Task details: What is needed is each line of the data below that holds the string "WHERE".

Material for this task:
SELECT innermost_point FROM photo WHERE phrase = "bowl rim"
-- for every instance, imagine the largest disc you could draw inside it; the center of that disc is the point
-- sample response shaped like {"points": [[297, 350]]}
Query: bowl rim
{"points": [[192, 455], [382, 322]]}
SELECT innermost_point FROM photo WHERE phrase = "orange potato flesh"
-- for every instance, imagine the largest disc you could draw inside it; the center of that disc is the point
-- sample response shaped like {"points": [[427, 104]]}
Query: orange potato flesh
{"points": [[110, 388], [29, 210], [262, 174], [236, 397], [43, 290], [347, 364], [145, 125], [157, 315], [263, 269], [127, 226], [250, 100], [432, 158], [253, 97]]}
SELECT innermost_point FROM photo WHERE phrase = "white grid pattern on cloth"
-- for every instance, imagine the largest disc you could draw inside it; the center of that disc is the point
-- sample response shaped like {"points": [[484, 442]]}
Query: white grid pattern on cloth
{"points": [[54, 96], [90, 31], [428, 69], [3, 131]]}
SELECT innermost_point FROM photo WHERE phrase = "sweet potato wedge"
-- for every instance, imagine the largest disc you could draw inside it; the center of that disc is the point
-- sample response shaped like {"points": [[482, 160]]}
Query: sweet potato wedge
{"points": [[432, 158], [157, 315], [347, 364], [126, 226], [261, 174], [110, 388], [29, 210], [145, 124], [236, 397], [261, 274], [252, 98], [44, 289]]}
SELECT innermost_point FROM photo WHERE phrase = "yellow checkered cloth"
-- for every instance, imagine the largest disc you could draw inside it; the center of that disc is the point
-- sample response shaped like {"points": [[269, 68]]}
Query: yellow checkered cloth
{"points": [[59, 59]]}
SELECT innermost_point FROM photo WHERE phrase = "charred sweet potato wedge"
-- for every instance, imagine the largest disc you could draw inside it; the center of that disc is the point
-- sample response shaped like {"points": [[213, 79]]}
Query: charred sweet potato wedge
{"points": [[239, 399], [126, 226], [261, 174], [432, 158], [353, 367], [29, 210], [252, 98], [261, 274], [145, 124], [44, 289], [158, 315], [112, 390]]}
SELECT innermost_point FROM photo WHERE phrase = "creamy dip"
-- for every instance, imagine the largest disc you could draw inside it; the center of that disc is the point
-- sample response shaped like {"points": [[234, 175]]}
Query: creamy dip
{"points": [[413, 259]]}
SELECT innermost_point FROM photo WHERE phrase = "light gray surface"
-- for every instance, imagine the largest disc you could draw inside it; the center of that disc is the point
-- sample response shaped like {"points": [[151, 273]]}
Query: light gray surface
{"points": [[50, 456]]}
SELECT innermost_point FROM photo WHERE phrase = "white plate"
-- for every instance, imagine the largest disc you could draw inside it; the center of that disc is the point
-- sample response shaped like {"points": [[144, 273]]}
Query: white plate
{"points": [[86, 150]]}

Completed task:
SELECT innermost_point FROM photo WHERE phrase = "bowl rim"
SELECT innermost_point FROM photo WHERE phrase = "orange potato flesh"
SELECT innermost_point FROM photo WHERE phrase = "white grid pattern on cloth"
SELECT innermost_point FROM photo WHERE phrase = "sweet potato wedge"
SELECT innermost_point FROM photo WHERE phrase = "yellow checkered cloth"
SELECT innermost_point FROM photo WHERE phrase = "charred sweet potato wedge"
SELECT innermost_point FROM photo WHERE phrase = "creamy dip"
SELECT innermost_point FROM photo WHERE phrase = "light gray surface"
SELECT innermost_point FROM photo WHERE phrase = "white plate"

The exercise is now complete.